─── Supplied text ───
Skip to content

Latest commit

 

History

History
211 lines (156 loc) · 14.7 KB

0009-pod-reuse-es-restart.md

File metadata and controls

211 lines (156 loc) · 14.7 KB

Reusing pods by restarting the ES process with a new configuration

  • Status: rejected (implementation removed) in July 2019, in favor of moving towards the StatefulSet way of doing rolling restarts. The process-manager is also out of the picture. We don't reuse pods. Main benefits are code and architecture simplicity as well as respecting k8s standards.
  • Deciders: cloud-on-k8s team
  • Date: 2019-03-20

Context and Problem Statement

This design proposal is focused on how best to handle Elasticsearch process restart inside a pod, to catch up with configuration changes.

The primary use case for this is switching for one license type to another with network configuration change. For example, switching from a cluster with a Basic license (no TLS) to a cluster with a Gold license (TLS) requires a full cluster restart. It's not possible to "just" replace the pods with new ones here: we would need data to be migrated between pods that cannot communicate with each others. Reusing PersistentVolumes could be a solution here, but may not play well with local persistent volumes bound to a particular node: what if the node gets scheduled to another pod in-between the migration?

Reusing pods may also be useful in other situations, where simply restarting Elasticsearch process can be way faster and more efficient than replacing the pod:

  • minor configuration changes
  • plugin changes

Decision Drivers

  • It must be possible to perform a "full cluster restart" and reuse existing pods.
  • Configuration changes should be propagated through a volume mount, not through the pod spec.
  • Operator client cache inconsistencies must be taken into consideration (for ex. don't restart a pod 3 times because of a stale cache).
  • Volume propagation time must be taken into consideration (it can take more than 1 minute, the ES restart must not happen before the new configuration is there).
  • It should be resilient to operator restart.

Considered Options

There's a single option outlined in this proposal. This issue contains other draft algorithm implementations.

Other options that are considered not good enough:

  • don't handle full cluster restart and license change at all (reject unsupported license migration)
  • snapshot the cluster, create a new one, restore from snapshot: requires a snapshot repository to perform a license upgrade
  • stop the cluster, create a new one by reusing the first one's persistent volumes: does not play well with local persistent volumes, the new pods may not be schedulable to the same nodes if already full

Overview

  • During pods comparison (expected vs. actual), we are able to decide if a pod can be "reused". Which effectively means changing its mounted configuration and restarting the ES process.
───
What to work on -
[a] Count the lines in the rows that contain the string "slate", matching case exactly, and give only that number.
[b] Continue the design proposal on reusing Elasticsearch pods from the point where it ends.
The design proposal above has no connection to the rows that come after it.
─── Extracted data ───
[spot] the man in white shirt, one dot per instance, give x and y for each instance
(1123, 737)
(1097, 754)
───
─── Extracted data ───
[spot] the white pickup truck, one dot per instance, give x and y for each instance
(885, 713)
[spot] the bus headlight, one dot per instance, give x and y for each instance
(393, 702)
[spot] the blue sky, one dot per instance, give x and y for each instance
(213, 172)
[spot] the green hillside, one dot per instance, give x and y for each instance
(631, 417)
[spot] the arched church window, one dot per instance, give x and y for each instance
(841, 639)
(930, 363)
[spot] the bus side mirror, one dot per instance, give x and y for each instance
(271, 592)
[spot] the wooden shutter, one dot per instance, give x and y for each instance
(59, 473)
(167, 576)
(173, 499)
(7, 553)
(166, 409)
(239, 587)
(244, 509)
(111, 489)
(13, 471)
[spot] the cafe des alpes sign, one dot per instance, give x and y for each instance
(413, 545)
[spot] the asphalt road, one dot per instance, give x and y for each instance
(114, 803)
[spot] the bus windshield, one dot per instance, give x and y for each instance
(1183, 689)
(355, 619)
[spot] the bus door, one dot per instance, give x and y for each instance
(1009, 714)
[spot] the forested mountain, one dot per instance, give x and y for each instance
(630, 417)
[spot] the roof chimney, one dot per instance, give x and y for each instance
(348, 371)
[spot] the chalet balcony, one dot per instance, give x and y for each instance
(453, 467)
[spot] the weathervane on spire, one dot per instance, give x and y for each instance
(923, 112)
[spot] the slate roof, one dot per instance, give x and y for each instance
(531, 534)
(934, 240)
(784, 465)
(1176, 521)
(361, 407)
───
─── Extracted data ───
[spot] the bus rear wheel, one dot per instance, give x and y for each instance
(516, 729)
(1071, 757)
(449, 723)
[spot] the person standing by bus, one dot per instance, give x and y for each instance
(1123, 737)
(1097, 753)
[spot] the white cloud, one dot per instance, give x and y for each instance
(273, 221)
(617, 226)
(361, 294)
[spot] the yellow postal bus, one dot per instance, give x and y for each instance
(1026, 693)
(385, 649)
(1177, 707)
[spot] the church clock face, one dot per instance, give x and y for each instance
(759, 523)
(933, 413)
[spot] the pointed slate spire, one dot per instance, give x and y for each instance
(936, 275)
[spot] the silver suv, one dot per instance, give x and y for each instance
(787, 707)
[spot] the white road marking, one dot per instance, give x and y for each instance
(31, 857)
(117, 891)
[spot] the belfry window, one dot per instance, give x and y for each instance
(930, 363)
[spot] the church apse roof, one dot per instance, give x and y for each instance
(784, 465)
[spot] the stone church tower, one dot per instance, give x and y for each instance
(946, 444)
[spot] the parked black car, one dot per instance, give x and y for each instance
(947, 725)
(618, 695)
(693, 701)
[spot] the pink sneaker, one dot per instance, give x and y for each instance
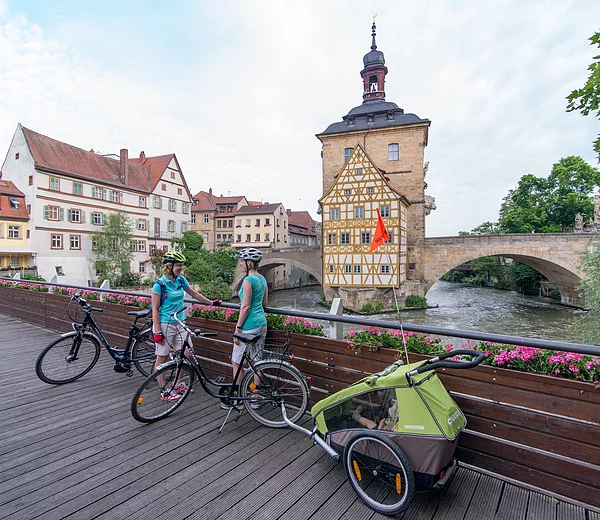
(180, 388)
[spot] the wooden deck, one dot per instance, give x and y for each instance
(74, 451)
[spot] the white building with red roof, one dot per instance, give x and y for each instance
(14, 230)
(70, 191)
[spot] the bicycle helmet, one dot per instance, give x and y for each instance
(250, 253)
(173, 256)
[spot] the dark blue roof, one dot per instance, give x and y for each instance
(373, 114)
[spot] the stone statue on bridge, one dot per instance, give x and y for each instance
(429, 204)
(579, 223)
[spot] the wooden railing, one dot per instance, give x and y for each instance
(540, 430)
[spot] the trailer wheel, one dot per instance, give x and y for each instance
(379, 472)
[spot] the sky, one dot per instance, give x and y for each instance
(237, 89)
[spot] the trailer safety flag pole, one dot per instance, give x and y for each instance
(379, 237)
───
Solved problems -
[a] 2

[b]
  • The actual ES process restart is performed by a process-manager running in the Elasticsearch pod. It listens to an HTTP API for authenticated requests from the operator.
  • A restart is divided into 2 steps: stop, then start. They map to 2 different API calls.
  • The operator controls pods restarts through a state machine, persisted through annotations in the pod. Within a given "state", all operations are idempotent.
  • Configuration is passed through a secret volume mount to the pod. To avoid restarting ES with an out-of-date configuration, the operator requests the process manager for the checksum of the current configuration mounted inside the pod.
  • Restarting ES processes in a cluster is orchestrated by the operator. ES restarts can be coordinated (full cluster restart), or performed in a rolling fashion.

Configuration through a secret volume

We need to move away from storing Elasticsearch settings (from elasticsearch.yml) in the pod environment variables, because it prevents us from reusing pods. Instead, we can store the elasticsearch.yml file in a secret volume, mounted into the Elasticsearch pod. Why a secret volume and not a configmap volume? Because it may contain some secrets (for ex. Slack or email credentials).

Order of creations

The order in which we create pod and configuration volume is important here.

Approach 1: creating the secret first

  1. Create the secret
  2. Create the pod, using the secret volume

Benefits:

  • The volume is already there for the pod to use: pod can run immediately.
  • If the operator restarts in-between these 2 steps, the pod wasn't created yet: next reconciliation will just create a new one.

Concerns:

  • Volume ownership cannot be set to the pod, since the pod does not exist yet.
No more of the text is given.